=== Supplied records ===
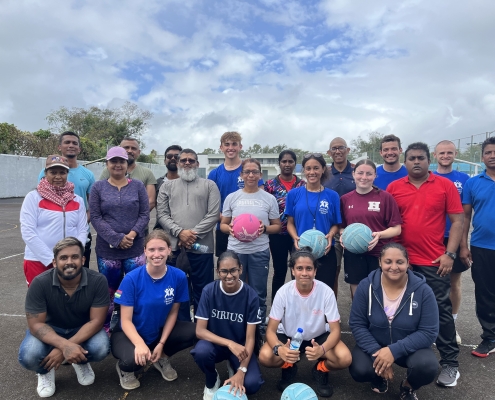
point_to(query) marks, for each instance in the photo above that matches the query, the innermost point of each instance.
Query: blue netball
(356, 238)
(314, 239)
(223, 394)
(299, 391)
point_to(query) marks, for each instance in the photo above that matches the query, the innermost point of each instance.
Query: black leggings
(422, 367)
(182, 336)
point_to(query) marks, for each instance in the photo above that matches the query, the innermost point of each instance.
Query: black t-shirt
(47, 295)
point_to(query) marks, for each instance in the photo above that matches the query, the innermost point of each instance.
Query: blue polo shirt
(458, 179)
(341, 182)
(479, 192)
(385, 178)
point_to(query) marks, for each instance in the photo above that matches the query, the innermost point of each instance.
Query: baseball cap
(56, 161)
(115, 152)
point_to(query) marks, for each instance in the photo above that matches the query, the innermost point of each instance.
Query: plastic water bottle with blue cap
(297, 339)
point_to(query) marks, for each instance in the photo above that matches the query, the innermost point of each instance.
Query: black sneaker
(484, 348)
(288, 375)
(323, 388)
(406, 393)
(379, 384)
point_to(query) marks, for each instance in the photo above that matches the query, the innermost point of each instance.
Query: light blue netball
(314, 239)
(299, 391)
(356, 238)
(223, 394)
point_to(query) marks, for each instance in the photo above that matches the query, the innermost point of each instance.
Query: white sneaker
(209, 393)
(128, 380)
(46, 384)
(168, 373)
(85, 374)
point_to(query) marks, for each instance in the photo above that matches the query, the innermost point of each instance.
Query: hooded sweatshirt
(415, 325)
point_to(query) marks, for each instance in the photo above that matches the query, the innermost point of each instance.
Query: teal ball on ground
(314, 239)
(299, 391)
(223, 394)
(356, 238)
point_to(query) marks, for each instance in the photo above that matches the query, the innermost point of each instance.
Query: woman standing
(149, 299)
(255, 255)
(48, 214)
(374, 208)
(315, 207)
(281, 244)
(394, 319)
(119, 210)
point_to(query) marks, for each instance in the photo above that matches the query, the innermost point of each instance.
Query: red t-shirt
(424, 212)
(376, 209)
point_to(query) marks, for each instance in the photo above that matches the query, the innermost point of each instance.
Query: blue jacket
(415, 325)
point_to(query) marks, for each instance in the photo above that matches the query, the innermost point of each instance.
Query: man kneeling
(65, 310)
(304, 303)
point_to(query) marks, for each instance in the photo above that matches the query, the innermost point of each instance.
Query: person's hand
(236, 383)
(446, 264)
(384, 359)
(329, 237)
(53, 359)
(315, 352)
(142, 354)
(374, 241)
(238, 350)
(466, 257)
(73, 353)
(157, 352)
(187, 237)
(288, 355)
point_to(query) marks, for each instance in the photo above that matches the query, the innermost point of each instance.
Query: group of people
(420, 223)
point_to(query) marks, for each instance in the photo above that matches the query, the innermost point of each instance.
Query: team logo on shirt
(169, 295)
(323, 207)
(374, 206)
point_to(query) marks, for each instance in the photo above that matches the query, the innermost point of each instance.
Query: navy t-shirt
(152, 300)
(228, 314)
(459, 179)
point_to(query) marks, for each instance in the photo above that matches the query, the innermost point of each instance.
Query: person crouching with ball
(305, 303)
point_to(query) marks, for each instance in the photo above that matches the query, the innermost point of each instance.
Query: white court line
(15, 255)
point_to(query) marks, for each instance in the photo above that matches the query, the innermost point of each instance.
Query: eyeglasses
(187, 160)
(309, 155)
(225, 272)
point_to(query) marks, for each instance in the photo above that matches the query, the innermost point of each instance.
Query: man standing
(228, 178)
(135, 171)
(391, 170)
(342, 181)
(188, 209)
(479, 196)
(424, 201)
(69, 145)
(445, 153)
(66, 307)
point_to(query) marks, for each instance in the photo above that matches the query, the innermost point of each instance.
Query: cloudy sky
(278, 71)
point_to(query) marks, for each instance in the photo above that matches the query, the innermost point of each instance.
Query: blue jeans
(33, 351)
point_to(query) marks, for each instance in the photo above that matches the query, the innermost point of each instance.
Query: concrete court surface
(476, 381)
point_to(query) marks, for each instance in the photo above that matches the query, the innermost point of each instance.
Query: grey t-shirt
(261, 204)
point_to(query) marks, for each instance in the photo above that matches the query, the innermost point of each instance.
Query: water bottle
(296, 341)
(200, 247)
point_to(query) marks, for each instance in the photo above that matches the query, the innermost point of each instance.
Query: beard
(187, 174)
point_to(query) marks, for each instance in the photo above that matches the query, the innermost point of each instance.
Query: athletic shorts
(458, 266)
(320, 340)
(358, 266)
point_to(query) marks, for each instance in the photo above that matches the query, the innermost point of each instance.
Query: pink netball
(246, 227)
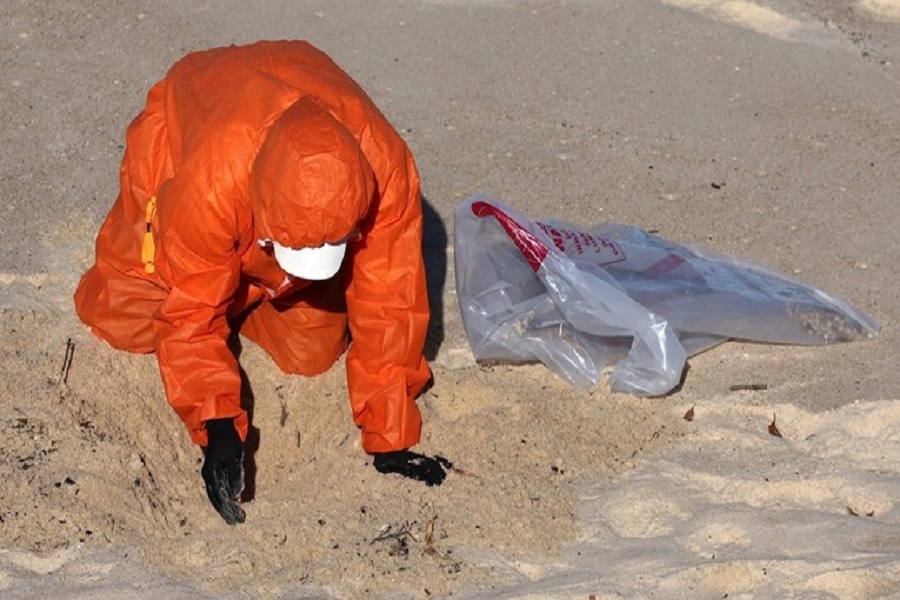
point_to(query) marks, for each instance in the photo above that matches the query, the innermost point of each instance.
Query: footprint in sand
(766, 20)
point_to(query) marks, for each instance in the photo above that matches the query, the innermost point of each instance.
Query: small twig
(67, 363)
(388, 533)
(753, 387)
(773, 430)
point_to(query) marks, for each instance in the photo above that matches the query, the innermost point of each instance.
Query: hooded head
(310, 187)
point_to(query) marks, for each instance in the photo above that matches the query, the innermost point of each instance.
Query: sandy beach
(769, 130)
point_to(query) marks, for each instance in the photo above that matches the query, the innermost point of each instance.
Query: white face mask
(313, 264)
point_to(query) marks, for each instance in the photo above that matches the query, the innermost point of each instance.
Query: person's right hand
(223, 469)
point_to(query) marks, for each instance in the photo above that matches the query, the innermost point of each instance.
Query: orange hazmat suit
(271, 141)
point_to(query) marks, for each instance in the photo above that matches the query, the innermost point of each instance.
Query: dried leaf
(429, 533)
(773, 430)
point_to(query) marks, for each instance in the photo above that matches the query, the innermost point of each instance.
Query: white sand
(585, 111)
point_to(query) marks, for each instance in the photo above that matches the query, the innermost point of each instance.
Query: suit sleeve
(388, 313)
(197, 258)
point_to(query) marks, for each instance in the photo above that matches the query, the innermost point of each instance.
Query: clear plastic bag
(581, 300)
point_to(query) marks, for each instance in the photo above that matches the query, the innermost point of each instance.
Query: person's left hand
(431, 470)
(223, 470)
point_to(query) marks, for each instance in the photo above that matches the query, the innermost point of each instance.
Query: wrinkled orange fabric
(271, 140)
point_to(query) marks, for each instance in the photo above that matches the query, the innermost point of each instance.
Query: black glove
(223, 469)
(415, 466)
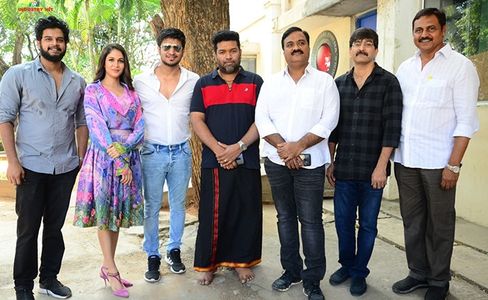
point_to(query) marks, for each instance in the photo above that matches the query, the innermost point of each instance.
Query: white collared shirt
(439, 103)
(166, 120)
(294, 109)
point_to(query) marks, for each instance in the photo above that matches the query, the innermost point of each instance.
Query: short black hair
(225, 35)
(364, 33)
(51, 22)
(290, 31)
(431, 11)
(173, 33)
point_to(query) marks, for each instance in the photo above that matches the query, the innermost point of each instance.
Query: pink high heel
(103, 275)
(123, 292)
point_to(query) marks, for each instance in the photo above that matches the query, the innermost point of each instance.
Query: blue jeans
(172, 164)
(297, 195)
(349, 196)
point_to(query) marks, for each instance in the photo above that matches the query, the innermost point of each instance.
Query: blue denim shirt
(46, 118)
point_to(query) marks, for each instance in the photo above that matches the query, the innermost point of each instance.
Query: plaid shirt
(370, 118)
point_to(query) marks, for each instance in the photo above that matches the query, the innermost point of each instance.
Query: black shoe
(407, 285)
(358, 286)
(152, 274)
(286, 280)
(437, 292)
(313, 292)
(339, 276)
(173, 259)
(24, 294)
(54, 288)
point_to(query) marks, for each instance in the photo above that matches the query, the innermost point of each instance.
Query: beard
(171, 64)
(52, 58)
(230, 68)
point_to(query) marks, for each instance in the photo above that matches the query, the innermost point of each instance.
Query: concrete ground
(82, 261)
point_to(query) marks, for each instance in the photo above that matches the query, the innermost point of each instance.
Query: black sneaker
(152, 274)
(23, 294)
(339, 276)
(358, 286)
(437, 292)
(313, 292)
(284, 283)
(173, 259)
(407, 285)
(54, 288)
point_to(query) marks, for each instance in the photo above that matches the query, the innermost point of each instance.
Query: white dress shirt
(439, 103)
(294, 109)
(166, 120)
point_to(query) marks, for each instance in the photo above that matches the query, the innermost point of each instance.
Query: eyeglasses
(166, 47)
(366, 43)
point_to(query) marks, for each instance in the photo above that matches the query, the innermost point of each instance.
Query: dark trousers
(299, 193)
(41, 197)
(429, 220)
(351, 196)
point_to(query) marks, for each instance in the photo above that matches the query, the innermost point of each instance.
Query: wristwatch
(454, 169)
(242, 146)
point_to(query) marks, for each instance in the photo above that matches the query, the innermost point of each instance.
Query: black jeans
(299, 193)
(41, 197)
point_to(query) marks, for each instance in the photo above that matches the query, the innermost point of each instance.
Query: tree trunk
(199, 20)
(3, 67)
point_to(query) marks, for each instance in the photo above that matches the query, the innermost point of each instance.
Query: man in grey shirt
(45, 99)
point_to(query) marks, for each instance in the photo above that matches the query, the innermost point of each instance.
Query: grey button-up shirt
(47, 118)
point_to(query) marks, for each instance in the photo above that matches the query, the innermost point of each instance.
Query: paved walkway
(82, 260)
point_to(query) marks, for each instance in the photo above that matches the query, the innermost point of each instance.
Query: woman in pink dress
(110, 184)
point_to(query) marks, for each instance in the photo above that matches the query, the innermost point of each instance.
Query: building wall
(471, 194)
(262, 34)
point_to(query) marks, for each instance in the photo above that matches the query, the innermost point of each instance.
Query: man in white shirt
(440, 90)
(297, 110)
(165, 94)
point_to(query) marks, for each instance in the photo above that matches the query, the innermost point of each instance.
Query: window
(467, 32)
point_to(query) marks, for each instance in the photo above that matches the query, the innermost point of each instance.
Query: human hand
(288, 151)
(330, 174)
(126, 177)
(449, 179)
(229, 153)
(378, 178)
(112, 151)
(294, 164)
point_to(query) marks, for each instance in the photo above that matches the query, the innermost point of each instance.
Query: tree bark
(199, 20)
(3, 67)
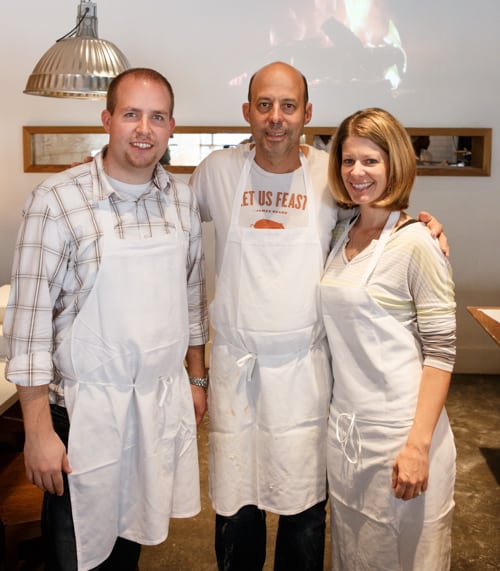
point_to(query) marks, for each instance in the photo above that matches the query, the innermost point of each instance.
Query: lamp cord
(74, 30)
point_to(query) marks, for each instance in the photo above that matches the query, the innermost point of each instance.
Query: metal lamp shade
(78, 67)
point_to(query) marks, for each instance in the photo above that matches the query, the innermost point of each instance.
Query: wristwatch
(199, 381)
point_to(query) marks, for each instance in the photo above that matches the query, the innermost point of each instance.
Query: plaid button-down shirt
(58, 255)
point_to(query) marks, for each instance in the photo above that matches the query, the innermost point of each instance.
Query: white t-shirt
(215, 182)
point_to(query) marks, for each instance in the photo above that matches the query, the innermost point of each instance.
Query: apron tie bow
(250, 358)
(350, 437)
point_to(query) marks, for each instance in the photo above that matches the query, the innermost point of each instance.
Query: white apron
(132, 441)
(270, 376)
(377, 367)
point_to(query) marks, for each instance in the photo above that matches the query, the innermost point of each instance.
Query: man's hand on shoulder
(436, 229)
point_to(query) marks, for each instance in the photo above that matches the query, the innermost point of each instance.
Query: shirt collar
(102, 189)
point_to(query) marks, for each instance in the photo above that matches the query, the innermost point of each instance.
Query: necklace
(360, 238)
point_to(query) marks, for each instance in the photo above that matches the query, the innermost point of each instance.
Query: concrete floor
(473, 407)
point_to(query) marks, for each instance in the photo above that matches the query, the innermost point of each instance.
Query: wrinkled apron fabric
(377, 366)
(270, 375)
(132, 442)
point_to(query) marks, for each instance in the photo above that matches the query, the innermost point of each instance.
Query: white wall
(452, 80)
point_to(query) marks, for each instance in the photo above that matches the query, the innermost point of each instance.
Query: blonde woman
(388, 302)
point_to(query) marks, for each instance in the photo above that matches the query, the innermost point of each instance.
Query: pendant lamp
(79, 65)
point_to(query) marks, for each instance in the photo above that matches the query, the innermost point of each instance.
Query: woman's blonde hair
(383, 129)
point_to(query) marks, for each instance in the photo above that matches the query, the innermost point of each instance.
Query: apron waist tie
(350, 437)
(251, 359)
(166, 382)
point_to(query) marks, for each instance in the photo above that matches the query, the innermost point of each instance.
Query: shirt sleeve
(40, 258)
(195, 270)
(432, 288)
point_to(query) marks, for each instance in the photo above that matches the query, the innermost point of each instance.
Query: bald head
(281, 67)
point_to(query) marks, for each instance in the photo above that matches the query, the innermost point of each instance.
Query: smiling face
(277, 113)
(139, 129)
(364, 170)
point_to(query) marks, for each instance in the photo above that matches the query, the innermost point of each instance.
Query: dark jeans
(57, 524)
(240, 540)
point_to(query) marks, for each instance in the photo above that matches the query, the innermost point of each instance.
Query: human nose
(357, 168)
(143, 125)
(275, 114)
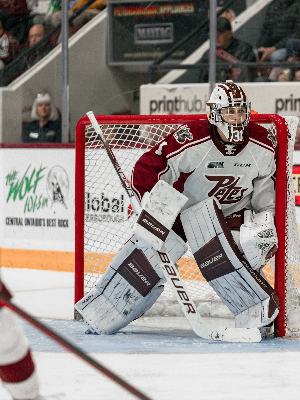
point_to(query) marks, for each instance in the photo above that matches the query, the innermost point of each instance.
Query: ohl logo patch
(183, 134)
(226, 189)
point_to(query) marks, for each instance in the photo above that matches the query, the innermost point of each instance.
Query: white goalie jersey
(196, 162)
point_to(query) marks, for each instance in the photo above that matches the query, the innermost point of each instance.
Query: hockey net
(104, 218)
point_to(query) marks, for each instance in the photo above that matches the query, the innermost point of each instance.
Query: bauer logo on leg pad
(137, 270)
(183, 296)
(152, 225)
(212, 260)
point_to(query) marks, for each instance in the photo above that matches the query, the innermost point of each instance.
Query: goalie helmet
(229, 109)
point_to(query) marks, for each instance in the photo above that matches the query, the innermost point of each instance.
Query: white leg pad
(241, 288)
(129, 287)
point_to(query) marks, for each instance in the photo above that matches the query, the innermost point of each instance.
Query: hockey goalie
(210, 184)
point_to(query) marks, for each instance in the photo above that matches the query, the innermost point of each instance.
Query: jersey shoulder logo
(183, 134)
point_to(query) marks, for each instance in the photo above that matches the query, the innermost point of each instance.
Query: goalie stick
(201, 328)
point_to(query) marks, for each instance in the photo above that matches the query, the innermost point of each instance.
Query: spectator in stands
(281, 23)
(229, 50)
(37, 33)
(45, 125)
(291, 51)
(280, 74)
(17, 18)
(228, 12)
(82, 18)
(38, 10)
(8, 43)
(85, 16)
(27, 58)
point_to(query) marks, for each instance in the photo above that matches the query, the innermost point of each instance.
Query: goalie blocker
(250, 298)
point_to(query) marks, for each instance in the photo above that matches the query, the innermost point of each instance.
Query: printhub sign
(38, 198)
(266, 98)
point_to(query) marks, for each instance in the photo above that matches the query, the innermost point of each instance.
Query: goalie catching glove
(258, 238)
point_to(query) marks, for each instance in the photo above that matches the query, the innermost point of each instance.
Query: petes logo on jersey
===
Short exercise
Count the lines in the records above that contain the string "plaid", matching case exactly. Give only the number.

Answer to this problem
2